### Lesetext
Polen droht Ärger wegen Plänen zur Asylrecht-Einschränkung

14.10.2024 17:12

Die Regierung in Warschau sieht sich durch Migranten an der Grenze zu
Belarus unter Druck. Nun will sie das Asylrecht vorübergehend
aussetzen. Dies ruft Kritik der EU-Kommission auf den Plan.

Brüssel/Warschau (dpa) - Polen muss wegen seiner Pläne zur Aussetzung
des Asylrechts Gegenwind der EU-Kommission befürchten. Diese ist für
die Einhaltung des EU-Rechts zuständig. Eine Sprecherin der Brüsseler
Behörde verwies am Montag darauf, dass die EU-Staaten durch
gemeinsame Regeln verpflichtet seien, Schutzsuchenden Zugang zu
Asylverfahren zu bieten.

Demnach lässt es sich möglicherweise auch ohne eine Aussetzung des
Rechts auf Zugang zum Asylverfahren verhindern, dass Länder wie
Russland und Belarus Migration instrumentalisieren und als Waffe
gegen EU-Staaten nutzen. Dazu soll es in Krisenfällen etwa eine
verstärkte Zusammenarbeit und Solidarität in der EU geben.

Zur konkreten Ankündigung des polnischen Regierungschefs Donald Tusk
sagte die Sprecherin, die Kommission sei in Kontakt mit den
polnischen Behörden dazu. Dabei gehe es auch darum, was die Regierung
genau vorhabe. 

Tusk hatte am Samstag auf einem Parteitag seiner liberalkonservativen
Bürgerkoalition angekündigt, sein Land wolle auf diese Weise die
irreguläre Migration begrenzen. «Der Staat muss wieder zu hundert
Prozent die Kontrolle darüber zurückgewinnen, wer nach Polen kommt
und einreist», sagte Tusk. Er werde die Anerkennung dieser
Entscheidung in Europa einfordern. Details dazu nannte er nicht. Eine
Strategie für die Migrationspolitik soll am Dienstag auf einer
Kabinettssitzung vorgestellt werden.

### Gegebene Daten
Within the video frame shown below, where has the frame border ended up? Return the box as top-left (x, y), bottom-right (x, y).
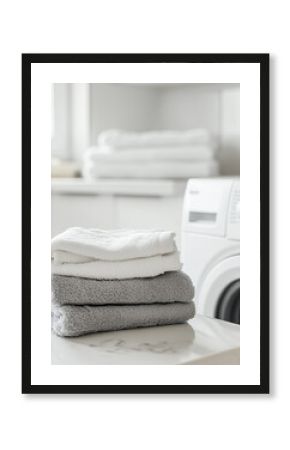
top-left (22, 53), bottom-right (270, 394)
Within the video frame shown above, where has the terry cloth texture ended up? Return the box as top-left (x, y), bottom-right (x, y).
top-left (51, 227), bottom-right (176, 264)
top-left (51, 272), bottom-right (194, 305)
top-left (98, 128), bottom-right (211, 150)
top-left (51, 252), bottom-right (181, 280)
top-left (52, 302), bottom-right (195, 336)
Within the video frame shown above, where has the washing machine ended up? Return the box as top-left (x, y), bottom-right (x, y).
top-left (181, 177), bottom-right (240, 324)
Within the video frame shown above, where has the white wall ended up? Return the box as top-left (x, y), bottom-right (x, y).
top-left (90, 84), bottom-right (240, 175)
top-left (55, 84), bottom-right (240, 175)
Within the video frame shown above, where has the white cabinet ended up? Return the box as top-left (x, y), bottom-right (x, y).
top-left (51, 194), bottom-right (115, 236)
top-left (51, 179), bottom-right (183, 248)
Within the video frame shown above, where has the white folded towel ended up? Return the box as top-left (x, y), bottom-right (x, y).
top-left (85, 144), bottom-right (216, 162)
top-left (83, 160), bottom-right (218, 179)
top-left (98, 129), bottom-right (211, 149)
top-left (51, 228), bottom-right (181, 279)
top-left (51, 227), bottom-right (176, 264)
top-left (51, 252), bottom-right (182, 280)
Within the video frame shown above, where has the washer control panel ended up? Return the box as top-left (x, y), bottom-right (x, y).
top-left (183, 177), bottom-right (240, 239)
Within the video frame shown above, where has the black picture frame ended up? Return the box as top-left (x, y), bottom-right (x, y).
top-left (22, 53), bottom-right (270, 394)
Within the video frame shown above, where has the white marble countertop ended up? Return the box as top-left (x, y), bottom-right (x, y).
top-left (51, 316), bottom-right (240, 365)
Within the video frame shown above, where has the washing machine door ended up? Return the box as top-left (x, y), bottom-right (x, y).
top-left (196, 255), bottom-right (240, 324)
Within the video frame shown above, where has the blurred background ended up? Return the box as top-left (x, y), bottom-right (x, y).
top-left (51, 84), bottom-right (240, 244)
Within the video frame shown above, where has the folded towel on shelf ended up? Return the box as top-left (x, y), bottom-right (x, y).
top-left (83, 160), bottom-right (218, 179)
top-left (51, 271), bottom-right (194, 305)
top-left (98, 129), bottom-right (212, 150)
top-left (85, 144), bottom-right (216, 162)
top-left (52, 302), bottom-right (195, 336)
top-left (51, 227), bottom-right (176, 264)
top-left (51, 252), bottom-right (181, 280)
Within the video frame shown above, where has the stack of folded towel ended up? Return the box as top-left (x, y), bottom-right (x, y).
top-left (52, 228), bottom-right (195, 336)
top-left (83, 129), bottom-right (218, 179)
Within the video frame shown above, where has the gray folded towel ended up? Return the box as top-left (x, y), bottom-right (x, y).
top-left (51, 271), bottom-right (194, 305)
top-left (52, 302), bottom-right (195, 336)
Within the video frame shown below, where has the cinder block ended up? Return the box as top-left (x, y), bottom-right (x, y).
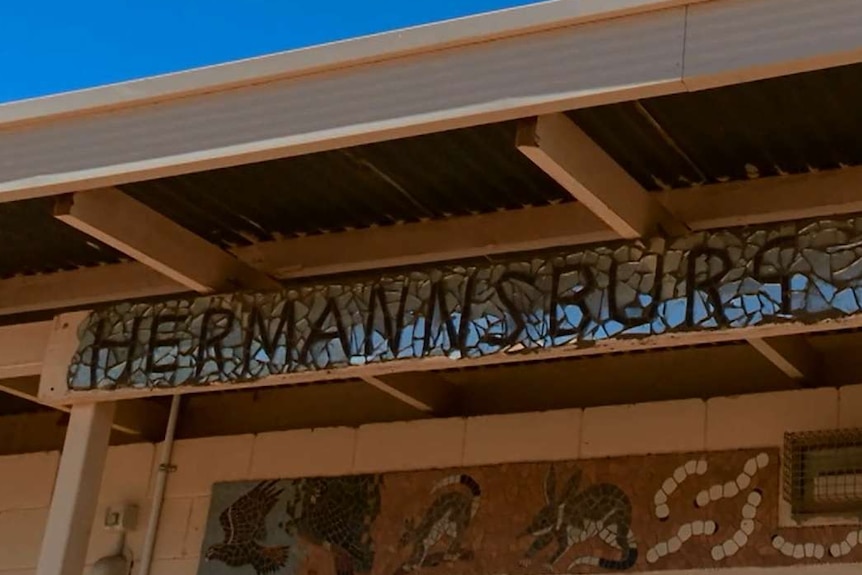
top-left (85, 501), bottom-right (142, 575)
top-left (581, 399), bottom-right (706, 459)
top-left (0, 451), bottom-right (60, 510)
top-left (464, 409), bottom-right (583, 465)
top-left (163, 435), bottom-right (254, 498)
top-left (150, 558), bottom-right (198, 575)
top-left (183, 497), bottom-right (212, 557)
top-left (250, 427), bottom-right (356, 479)
top-left (706, 389), bottom-right (838, 450)
top-left (838, 385), bottom-right (862, 428)
top-left (0, 508), bottom-right (48, 571)
top-left (354, 419), bottom-right (466, 473)
top-left (99, 443), bottom-right (155, 506)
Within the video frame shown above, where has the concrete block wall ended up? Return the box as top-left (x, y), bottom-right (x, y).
top-left (0, 386), bottom-right (862, 575)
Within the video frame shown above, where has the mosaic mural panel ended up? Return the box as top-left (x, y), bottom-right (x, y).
top-left (199, 450), bottom-right (862, 575)
top-left (72, 217), bottom-right (862, 391)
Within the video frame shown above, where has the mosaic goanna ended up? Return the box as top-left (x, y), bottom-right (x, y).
top-left (399, 474), bottom-right (482, 571)
top-left (284, 475), bottom-right (381, 575)
top-left (204, 481), bottom-right (289, 575)
top-left (521, 466), bottom-right (638, 570)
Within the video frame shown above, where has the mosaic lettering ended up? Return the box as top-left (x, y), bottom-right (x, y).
top-left (68, 217), bottom-right (862, 390)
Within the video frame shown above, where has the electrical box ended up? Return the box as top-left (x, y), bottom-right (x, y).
top-left (104, 504), bottom-right (138, 531)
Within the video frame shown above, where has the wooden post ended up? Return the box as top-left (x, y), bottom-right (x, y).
top-left (36, 402), bottom-right (116, 575)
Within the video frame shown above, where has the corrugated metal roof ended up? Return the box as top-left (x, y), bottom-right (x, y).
top-left (122, 123), bottom-right (572, 247)
top-left (569, 64), bottom-right (862, 190)
top-left (0, 64), bottom-right (862, 278)
top-left (0, 198), bottom-right (123, 278)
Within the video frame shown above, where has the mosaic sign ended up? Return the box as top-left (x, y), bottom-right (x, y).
top-left (198, 450), bottom-right (862, 575)
top-left (68, 218), bottom-right (862, 390)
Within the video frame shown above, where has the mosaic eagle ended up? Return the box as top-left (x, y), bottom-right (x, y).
top-left (205, 481), bottom-right (290, 575)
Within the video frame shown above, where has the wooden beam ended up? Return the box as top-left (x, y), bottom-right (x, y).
top-left (36, 402), bottom-right (115, 575)
top-left (516, 114), bottom-right (688, 239)
top-left (54, 188), bottom-right (281, 293)
top-left (5, 167), bottom-right (862, 316)
top-left (0, 262), bottom-right (189, 315)
top-left (0, 322), bottom-right (52, 381)
top-left (0, 376), bottom-right (168, 441)
top-left (748, 335), bottom-right (823, 383)
top-left (656, 167), bottom-right (862, 230)
top-left (362, 375), bottom-right (434, 413)
top-left (362, 371), bottom-right (453, 415)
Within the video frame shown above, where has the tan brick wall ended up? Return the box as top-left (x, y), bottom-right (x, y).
top-left (0, 386), bottom-right (862, 575)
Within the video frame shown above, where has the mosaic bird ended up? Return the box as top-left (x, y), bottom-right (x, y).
top-left (205, 481), bottom-right (290, 575)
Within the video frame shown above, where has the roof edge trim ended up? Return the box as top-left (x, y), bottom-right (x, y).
top-left (0, 0), bottom-right (692, 129)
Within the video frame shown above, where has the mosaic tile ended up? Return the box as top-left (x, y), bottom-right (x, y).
top-left (68, 218), bottom-right (862, 390)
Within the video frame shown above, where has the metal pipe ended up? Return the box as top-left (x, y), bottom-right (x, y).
top-left (138, 395), bottom-right (180, 575)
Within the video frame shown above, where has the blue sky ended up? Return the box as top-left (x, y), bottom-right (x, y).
top-left (0, 0), bottom-right (535, 102)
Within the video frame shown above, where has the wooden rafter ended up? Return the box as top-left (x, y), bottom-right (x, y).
top-left (748, 335), bottom-right (823, 384)
top-left (516, 114), bottom-right (688, 239)
top-left (5, 168), bottom-right (862, 315)
top-left (54, 188), bottom-right (280, 293)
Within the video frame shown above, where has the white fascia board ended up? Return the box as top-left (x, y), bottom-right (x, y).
top-left (0, 0), bottom-right (862, 202)
top-left (0, 8), bottom-right (685, 201)
top-left (0, 0), bottom-right (692, 129)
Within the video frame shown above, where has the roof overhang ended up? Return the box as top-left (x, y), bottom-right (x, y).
top-left (0, 0), bottom-right (862, 201)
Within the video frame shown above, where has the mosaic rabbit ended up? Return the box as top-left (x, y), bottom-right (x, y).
top-left (521, 466), bottom-right (638, 570)
top-left (400, 474), bottom-right (482, 571)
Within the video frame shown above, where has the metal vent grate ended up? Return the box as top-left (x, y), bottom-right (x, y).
top-left (784, 429), bottom-right (862, 516)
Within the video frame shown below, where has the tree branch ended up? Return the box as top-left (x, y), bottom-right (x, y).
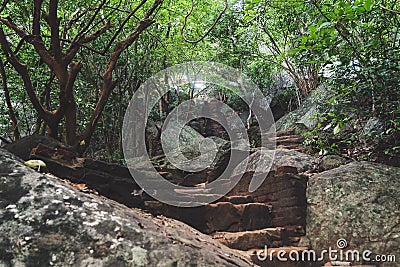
top-left (81, 0), bottom-right (163, 150)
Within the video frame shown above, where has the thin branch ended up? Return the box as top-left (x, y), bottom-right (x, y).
top-left (48, 0), bottom-right (62, 60)
top-left (379, 5), bottom-right (400, 15)
top-left (181, 0), bottom-right (228, 44)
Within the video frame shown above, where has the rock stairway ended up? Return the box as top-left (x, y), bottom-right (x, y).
top-left (13, 134), bottom-right (318, 267)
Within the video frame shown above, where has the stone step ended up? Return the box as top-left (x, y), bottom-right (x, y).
top-left (211, 227), bottom-right (287, 251)
top-left (321, 261), bottom-right (376, 267)
top-left (244, 246), bottom-right (310, 267)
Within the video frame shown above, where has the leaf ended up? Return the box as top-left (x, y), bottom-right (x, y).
top-left (333, 124), bottom-right (341, 135)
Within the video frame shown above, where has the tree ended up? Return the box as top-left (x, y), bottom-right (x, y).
top-left (0, 0), bottom-right (162, 152)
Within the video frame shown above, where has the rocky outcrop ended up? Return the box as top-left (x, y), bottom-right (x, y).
top-left (0, 150), bottom-right (251, 266)
top-left (307, 162), bottom-right (400, 266)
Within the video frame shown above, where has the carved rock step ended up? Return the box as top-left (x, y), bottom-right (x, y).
top-left (145, 201), bottom-right (272, 234)
top-left (211, 227), bottom-right (287, 251)
top-left (244, 247), bottom-right (310, 267)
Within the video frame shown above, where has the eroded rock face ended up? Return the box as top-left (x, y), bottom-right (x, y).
top-left (307, 162), bottom-right (400, 266)
top-left (0, 150), bottom-right (251, 266)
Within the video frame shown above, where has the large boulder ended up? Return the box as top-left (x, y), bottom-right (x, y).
top-left (307, 162), bottom-right (400, 266)
top-left (0, 149), bottom-right (251, 266)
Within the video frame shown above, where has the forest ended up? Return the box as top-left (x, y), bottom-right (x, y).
top-left (0, 0), bottom-right (400, 163)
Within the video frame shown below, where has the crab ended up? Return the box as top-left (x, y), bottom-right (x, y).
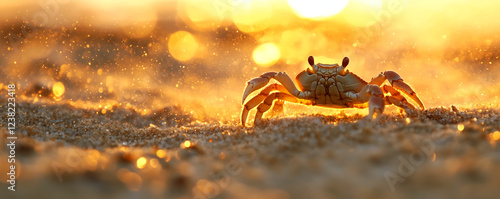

### Zu bearbeitende Aufgaben
A. Gib aus dem Lesetext über Polens Asylpläne den Abschnitt von „Die Regierung in“ bis „Asylverfahren zu bieten.“ wortgetreu aus.
B. Stelle nur die Zeilen der Datensätze von der Zeile mit „Within the video frame shown above, where has the gray“ bis zur Zeile mit „top-left (72, 217), bottom-right (862, 391)“, beide eingeschlossen, als JSON-Liste von Zeichenketten dar, mit einem Eintrag pro Zeile und ohne Leerzeilen. Lass die Bilder in der Antwort weg.

### Lösungen je Aufgabe
A.
Die Regierung in Warschau sieht sich durch Migranten an der Grenze zu
Belarus unter Druck. Nun will sie das Asylrecht vorübergehend
aussetzen. Dies ruft Kritik der EU-Kommission auf den Plan.

Brüssel/Warschau (dpa) - Polen muss wegen seiner Pläne zur Aussetzung
des Asylrechts Gegenwind der EU-Kommission befürchten. Diese ist für
die Einhaltung des EU-Rechts zuständig. Eine Sprecherin der Brüsseler
Behörde verwies am Montag darauf, dass die EU-Staaten durch
gemeinsame Regeln verpflichtet seien, Schutzsuchenden Zugang zu
Asylverfahren zu bieten.

B.
[
  "Within the video frame shown above, where has the gray folded towel ended up? Return the box as top-left (x, y), bottom-right (x, y).",
  "top-left (51, 271), bottom-right (194, 305)",
  "top-left (52, 302), bottom-right (195, 336)",
  "Within the video frame shown below, where has the cinder block ended up? Return the box as top-left (x, y), bottom-right (x, y).",
  "top-left (85, 501), bottom-right (142, 575)",
  "top-left (581, 399), bottom-right (706, 459)",
  "top-left (0, 451), bottom-right (60, 510)",
  "top-left (464, 409), bottom-right (583, 465)",
  "top-left (163, 435), bottom-right (254, 498)",
  "top-left (150, 558), bottom-right (198, 575)",
  "top-left (183, 497), bottom-right (212, 557)",
  "top-left (250, 427), bottom-right (356, 479)",
  "top-left (706, 389), bottom-right (838, 450)",
  "top-left (838, 385), bottom-right (862, 428)",
  "top-left (0, 508), bottom-right (48, 571)",
  "top-left (354, 419), bottom-right (466, 473)",
  "top-left (99, 443), bottom-right (155, 506)",
  "Within the video frame shown above, where has the concrete block wall ended up? Return the box as top-left (x, y), bottom-right (x, y).",
  "top-left (0, 386), bottom-right (862, 575)",
  "Within the video frame shown above, where has the mosaic mural panel ended up? Return the box as top-left (x, y), bottom-right (x, y).",
  "top-left (199, 450), bottom-right (862, 575)",
  "top-left (72, 217), bottom-right (862, 391)"
]